Dataset items:
☆ ☆ ☆ ☆
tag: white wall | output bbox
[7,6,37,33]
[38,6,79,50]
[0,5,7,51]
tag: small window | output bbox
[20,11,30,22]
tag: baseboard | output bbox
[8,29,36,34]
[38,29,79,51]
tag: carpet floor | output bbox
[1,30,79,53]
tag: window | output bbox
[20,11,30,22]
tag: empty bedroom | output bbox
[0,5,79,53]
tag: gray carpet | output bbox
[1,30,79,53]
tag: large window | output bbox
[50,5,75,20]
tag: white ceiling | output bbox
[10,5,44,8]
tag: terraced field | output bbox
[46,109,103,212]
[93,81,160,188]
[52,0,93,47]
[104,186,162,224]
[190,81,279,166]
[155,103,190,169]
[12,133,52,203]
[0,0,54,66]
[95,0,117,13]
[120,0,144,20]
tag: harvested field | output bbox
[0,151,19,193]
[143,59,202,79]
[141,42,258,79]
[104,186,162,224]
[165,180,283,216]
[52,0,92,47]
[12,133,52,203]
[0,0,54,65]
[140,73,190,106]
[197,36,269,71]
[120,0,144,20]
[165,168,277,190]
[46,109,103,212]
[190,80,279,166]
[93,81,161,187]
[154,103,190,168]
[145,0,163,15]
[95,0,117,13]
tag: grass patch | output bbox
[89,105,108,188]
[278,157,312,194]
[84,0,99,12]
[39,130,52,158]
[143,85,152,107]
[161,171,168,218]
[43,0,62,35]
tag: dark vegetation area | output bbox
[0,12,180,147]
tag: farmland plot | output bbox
☆ ☆ ☆ ☆
> [Task directions]:
Count how many lines in the data above contain the string "field". Reply with the number alone.

> [Result of this task]:
2